## [DIRECTIONS]
1) Using the VT-CLIP evaluation text, answer these questions:
(a) What learnable content length was chosen for the CoOp comparison?
(b) On which two datasets did VT-CLIP gain 20% to 50% over Zero-shot CLIP?
(c) In the heat map, what does a more reddish region indicate?
2) Transcribe everything in the VT-CLIP evaluation text from "The main results" down to "achieved decent performance.".
3) Rewrite the paragraph of the VT-CLIP evaluation text that begins "Compared with Zero-shot CLIP" as a bulleted list that keeps its main facts.

* Start SUPPLIED TEXT *

4.1.2 Baseline Model

We compare VT-CLIP with four baselines, Zero-shot CLIP[rad21], CoOp[zhou21] and CLIP-Adapter[clip]. For fair comparison, we adopt same hand-craft prompt as Zero-shot CLIP[rad21] and CLIP-Adapter[clip]. For comparison with CoOp[zhou21], We choose the learnable content length and candidate position for class token with best performance as reported in paper, which is 16 for learnable content length and place the class token at the end of prompt template. For comparison with CLIP-Adapter, we choose the variants with only visual adapter which is the best of three variant.

4.1.3 Performance Comparison & Analysis

The main results are presented in Fig. 3. The average accuracy over 11 datasets are placed at the top-left corner, VT-CLIP shows better performance over other three baselines.

Compared with Zero-shot CLIP[rad21], our VT-CLIP achieve significant improvements on all 11 datasets. Huge performance boost are achieved on datasets DTD and EuroSAT which is ranging from 20% to 50%. The improvements on generic-categories datasets like ImageNet and Caltech101 are smaller. For OxfordPets and Food101 datasets, Zero-shot CLIP has already achieved decent performance.

Compared with CoOp[zhou21], our VT-CLIP outperforms CoOp under the number of shots ranging from 1 to 16. Although CoOp achieve considerable improvement over Zero-shot CLIP, the performance are still worse than our VT-CLIP. Note that CoOp achieve the result from a perspective of prompt learning and demonstrate that the prompt base methods are competitive approach for enhancing vision-language model but its potential is not more promising than finetuning an additional module over frozen pre-trained model.

Compared with CLIP-Adapter[clip], VT-CLIP performs better than CLIP-Adapter in average accuracy of all datasets and under 16-shot setting, VT-CLIP achieves higher accuracy over CLIP-Adapter except for a slight degradation in DTD and EuroSAT. Although CLIP-Adapter is a strong competitor that trains a adapter module over pre-trained model which is similar to our methods in perspective of “pretrain-finetuning” paradigm, our VT-CLIP achieves higher performance and the key difference is that VT-CLIP leverage the contextual visual feature to guided the text feature, which enable the text feature to become more semantically correlated to the downstream tasks. The experiment results demonstrate that our VT-CLIP with intersection between visual and text branch of CLIP is a more promising perspective of enhancing the vision-language model.

4.2 Visualization of Manifold

We use the heat map to visualize the attention map of the cross attention module after training VT-CLIP on two images of Airliner from ImageNet to show the learned characteristic of VT-CLIP. The result is displayed in Fig. 4. For attention map, the more reddish a region in the heat map is, the more attention is paid to that region. We can observe that the attention of VT-CLIP is focus on the engines of the airline which is a vital characteristic for airline. We also display the predicted logits of VT-CLIP and Zero-shot CLIP for the same example. We can observe that the logits from the VT-CLIP is more concentrated in the ground truth category than Zero-shot CLIP while the score for other categories are less than Zero-shot CLIP. From the comparison between Zero-shot CLIP and our VT-CLIP, we claim that our VT-CLIP is more effective in recognizing the ground true category among the similar classes. In summary, the visualization results prove that visual guided text feature pay more attention to the informative region of the image and enhance the vision-language model under few-shot setting.

* End SUPPLIED TEXT *
* Start SUPPLIED ENTRIES *

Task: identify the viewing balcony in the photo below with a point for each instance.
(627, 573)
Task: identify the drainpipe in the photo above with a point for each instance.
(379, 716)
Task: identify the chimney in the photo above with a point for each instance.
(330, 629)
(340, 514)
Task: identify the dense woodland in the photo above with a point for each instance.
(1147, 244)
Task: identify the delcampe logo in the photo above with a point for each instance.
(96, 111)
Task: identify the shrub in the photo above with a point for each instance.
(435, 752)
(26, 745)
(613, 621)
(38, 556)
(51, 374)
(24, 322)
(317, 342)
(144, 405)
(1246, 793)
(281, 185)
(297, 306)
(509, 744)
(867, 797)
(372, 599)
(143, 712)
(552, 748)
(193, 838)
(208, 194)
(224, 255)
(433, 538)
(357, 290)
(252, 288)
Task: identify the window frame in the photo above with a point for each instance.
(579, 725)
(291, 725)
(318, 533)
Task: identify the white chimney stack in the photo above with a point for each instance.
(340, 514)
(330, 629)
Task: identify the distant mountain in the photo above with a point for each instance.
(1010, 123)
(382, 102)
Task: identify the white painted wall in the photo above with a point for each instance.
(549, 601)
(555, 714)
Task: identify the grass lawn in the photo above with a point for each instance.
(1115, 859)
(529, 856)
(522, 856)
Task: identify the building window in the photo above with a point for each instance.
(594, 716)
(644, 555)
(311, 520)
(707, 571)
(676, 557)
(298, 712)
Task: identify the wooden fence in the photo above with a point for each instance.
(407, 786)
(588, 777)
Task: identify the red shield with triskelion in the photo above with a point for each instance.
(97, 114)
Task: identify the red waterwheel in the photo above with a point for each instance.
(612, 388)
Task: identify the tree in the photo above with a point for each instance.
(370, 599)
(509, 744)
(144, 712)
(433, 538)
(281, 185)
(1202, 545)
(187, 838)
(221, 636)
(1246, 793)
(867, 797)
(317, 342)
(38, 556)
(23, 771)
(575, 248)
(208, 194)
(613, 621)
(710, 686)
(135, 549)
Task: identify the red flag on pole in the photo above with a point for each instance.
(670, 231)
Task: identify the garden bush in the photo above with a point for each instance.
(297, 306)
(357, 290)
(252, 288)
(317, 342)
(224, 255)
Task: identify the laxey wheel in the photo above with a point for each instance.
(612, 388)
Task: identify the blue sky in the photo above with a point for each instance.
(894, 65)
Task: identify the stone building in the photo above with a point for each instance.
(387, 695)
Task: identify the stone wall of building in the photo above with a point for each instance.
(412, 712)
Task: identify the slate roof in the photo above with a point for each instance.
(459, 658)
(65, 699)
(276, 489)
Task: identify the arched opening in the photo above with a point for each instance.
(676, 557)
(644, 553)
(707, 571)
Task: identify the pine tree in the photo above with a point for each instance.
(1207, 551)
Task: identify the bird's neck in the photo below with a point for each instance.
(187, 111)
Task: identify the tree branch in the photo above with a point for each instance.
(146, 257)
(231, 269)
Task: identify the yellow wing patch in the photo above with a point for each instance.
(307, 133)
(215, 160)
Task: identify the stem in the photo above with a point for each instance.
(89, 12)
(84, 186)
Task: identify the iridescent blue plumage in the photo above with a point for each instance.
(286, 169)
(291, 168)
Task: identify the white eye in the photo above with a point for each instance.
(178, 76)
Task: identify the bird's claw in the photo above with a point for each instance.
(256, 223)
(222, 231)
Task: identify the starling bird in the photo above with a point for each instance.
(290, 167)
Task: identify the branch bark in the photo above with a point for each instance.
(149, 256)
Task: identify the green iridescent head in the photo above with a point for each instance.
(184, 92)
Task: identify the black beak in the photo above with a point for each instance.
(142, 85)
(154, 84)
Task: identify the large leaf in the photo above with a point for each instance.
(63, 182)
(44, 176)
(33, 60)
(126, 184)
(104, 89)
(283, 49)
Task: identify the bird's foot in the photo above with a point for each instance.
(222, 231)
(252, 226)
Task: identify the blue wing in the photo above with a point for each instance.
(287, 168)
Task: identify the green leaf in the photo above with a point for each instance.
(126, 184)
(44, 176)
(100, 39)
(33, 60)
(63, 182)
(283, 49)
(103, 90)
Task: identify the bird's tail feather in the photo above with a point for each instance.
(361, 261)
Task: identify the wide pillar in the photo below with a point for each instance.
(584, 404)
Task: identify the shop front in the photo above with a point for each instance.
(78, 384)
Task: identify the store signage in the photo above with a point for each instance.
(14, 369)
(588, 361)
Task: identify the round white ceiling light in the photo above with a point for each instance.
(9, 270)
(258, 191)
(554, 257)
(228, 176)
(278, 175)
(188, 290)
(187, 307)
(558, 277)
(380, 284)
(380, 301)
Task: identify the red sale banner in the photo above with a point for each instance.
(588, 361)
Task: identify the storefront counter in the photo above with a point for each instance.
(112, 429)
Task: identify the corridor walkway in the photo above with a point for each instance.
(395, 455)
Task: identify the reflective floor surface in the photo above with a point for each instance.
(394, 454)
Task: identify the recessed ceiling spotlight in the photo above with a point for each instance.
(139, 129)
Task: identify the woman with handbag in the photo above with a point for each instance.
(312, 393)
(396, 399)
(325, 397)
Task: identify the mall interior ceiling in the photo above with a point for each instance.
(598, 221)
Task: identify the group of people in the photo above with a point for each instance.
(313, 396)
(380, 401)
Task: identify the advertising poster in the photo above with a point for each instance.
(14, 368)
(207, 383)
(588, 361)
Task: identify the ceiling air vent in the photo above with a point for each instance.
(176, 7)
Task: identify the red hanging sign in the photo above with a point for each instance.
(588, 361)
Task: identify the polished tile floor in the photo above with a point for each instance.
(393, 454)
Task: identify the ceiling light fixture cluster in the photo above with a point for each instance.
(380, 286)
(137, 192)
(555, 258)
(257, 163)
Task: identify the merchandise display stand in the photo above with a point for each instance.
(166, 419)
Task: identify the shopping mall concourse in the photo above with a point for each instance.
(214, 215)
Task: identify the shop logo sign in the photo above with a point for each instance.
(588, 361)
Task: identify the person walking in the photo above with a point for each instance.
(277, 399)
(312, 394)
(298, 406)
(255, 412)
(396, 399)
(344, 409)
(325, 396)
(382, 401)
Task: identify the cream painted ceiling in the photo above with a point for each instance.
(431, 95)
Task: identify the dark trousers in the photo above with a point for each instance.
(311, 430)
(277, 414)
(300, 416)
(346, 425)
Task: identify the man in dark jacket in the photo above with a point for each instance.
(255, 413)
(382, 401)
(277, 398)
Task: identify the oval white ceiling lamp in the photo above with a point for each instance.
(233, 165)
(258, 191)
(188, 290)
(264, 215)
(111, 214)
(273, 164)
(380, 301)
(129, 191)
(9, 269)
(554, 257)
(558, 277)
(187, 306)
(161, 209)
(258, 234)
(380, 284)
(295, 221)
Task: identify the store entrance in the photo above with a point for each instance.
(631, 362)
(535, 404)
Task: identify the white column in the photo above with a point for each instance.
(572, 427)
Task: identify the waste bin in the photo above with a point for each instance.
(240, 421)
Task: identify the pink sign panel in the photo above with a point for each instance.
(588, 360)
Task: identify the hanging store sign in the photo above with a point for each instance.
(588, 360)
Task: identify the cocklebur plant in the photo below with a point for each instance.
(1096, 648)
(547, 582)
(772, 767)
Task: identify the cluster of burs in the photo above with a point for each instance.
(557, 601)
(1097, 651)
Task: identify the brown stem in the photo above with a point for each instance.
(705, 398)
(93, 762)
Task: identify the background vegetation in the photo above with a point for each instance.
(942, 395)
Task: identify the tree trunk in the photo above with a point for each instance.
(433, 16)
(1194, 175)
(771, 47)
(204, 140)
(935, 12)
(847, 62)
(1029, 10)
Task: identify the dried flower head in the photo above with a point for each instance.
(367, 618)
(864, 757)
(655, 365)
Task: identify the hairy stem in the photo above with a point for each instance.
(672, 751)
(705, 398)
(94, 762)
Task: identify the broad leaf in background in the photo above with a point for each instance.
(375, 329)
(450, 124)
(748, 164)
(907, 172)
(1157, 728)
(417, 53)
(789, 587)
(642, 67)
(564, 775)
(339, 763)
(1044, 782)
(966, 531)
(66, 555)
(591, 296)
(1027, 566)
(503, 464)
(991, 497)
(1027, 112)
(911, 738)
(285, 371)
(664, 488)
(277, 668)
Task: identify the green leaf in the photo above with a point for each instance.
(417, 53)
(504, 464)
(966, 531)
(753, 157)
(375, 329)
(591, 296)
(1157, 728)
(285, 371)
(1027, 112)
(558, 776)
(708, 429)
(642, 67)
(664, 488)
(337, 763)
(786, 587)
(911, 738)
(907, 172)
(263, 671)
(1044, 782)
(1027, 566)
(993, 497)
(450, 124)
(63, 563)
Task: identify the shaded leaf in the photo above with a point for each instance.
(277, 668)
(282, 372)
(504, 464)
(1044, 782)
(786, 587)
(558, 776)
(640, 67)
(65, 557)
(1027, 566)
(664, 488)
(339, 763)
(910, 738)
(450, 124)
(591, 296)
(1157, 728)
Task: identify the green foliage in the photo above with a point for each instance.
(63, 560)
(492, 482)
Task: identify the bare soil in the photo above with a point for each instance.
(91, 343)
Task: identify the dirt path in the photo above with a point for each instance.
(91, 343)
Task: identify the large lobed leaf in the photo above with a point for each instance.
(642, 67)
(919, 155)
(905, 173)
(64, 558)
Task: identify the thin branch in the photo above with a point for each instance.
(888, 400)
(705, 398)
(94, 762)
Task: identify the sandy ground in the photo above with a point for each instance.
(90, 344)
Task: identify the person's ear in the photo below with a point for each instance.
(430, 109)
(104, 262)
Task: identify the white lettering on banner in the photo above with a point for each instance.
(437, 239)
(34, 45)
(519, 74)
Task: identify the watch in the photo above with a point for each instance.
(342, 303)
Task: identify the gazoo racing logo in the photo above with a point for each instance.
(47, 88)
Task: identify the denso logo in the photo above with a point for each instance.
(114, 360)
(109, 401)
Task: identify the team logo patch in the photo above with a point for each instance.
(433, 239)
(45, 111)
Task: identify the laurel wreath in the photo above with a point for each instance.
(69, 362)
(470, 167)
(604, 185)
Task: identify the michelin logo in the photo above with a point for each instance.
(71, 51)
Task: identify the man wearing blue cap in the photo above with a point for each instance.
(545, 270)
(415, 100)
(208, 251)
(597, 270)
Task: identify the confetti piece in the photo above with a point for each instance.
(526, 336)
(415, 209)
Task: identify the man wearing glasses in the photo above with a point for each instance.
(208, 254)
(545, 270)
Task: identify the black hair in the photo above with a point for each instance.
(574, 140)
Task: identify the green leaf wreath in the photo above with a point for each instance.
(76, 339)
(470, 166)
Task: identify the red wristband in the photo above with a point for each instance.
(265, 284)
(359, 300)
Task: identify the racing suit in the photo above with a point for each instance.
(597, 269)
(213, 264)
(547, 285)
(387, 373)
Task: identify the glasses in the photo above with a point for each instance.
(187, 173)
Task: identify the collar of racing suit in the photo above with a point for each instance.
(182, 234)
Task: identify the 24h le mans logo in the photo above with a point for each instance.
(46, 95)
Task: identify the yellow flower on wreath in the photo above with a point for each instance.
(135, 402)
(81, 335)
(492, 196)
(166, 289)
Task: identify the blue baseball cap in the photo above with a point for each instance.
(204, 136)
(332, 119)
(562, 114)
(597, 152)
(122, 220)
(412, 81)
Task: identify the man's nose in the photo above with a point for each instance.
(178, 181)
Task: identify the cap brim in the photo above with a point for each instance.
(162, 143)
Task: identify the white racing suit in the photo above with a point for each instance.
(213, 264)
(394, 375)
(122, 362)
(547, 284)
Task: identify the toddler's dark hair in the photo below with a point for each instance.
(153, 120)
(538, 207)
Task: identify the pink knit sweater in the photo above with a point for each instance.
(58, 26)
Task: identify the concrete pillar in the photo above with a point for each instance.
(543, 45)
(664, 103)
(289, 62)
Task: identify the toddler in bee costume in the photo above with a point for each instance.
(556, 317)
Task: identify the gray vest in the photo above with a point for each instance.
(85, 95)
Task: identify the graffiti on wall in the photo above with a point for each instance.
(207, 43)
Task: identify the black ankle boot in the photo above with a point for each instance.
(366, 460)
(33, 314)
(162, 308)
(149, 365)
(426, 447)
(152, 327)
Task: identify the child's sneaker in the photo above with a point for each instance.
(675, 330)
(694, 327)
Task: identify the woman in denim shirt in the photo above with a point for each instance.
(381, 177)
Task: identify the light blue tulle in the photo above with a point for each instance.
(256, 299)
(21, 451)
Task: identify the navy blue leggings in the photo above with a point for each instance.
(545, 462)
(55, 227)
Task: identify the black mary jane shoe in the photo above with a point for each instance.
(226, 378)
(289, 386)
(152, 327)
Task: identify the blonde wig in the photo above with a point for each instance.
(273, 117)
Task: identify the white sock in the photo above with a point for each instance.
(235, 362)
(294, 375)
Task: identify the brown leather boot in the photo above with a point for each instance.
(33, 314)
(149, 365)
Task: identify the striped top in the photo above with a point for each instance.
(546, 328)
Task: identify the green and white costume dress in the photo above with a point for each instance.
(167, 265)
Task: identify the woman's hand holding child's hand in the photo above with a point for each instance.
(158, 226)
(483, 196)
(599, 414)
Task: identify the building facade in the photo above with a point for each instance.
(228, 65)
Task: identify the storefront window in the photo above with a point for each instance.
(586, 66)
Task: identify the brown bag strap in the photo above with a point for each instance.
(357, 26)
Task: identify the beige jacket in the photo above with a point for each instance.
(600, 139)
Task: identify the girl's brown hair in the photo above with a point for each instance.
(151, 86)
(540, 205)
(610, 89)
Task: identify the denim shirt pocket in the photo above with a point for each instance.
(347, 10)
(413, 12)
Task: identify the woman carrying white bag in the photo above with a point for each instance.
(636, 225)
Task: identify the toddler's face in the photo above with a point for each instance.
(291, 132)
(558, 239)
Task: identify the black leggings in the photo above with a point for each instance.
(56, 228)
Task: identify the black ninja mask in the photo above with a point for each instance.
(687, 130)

* End SUPPLIED ENTRIES *

## [IN RESPONSE]
1)
(a) 16
(b) DTD and EuroSAT
(c) More attention is paid to that region.

2)
The main results are presented in Fig. 3. The average accuracy over 11 datasets are placed at the top-left corner, VT-CLIP shows better performance over other three baselines.

Compared with Zero-shot CLIP[rad21], our VT-CLIP achieve significant improvements on all 11 datasets. Huge performance boost are achieved on datasets DTD and EuroSAT which is ranging from 20% to 50%. The improvements on generic-categories datasets like ImageNet and Caltech101 are smaller. For OxfordPets and Food101 datasets, Zero-shot CLIP has already achieved decent performance.

3)
- VT-CLIP achieves significant improvements over Zero-shot CLIP on all 11 datasets.
- The largest gains, from 20% to 50%, are on DTD and EuroSAT.
- Gains on generic-category datasets such as ImageNet and Caltech101 are smaller.
- On OxfordPets and Food101, Zero-shot CLIP already performs decently.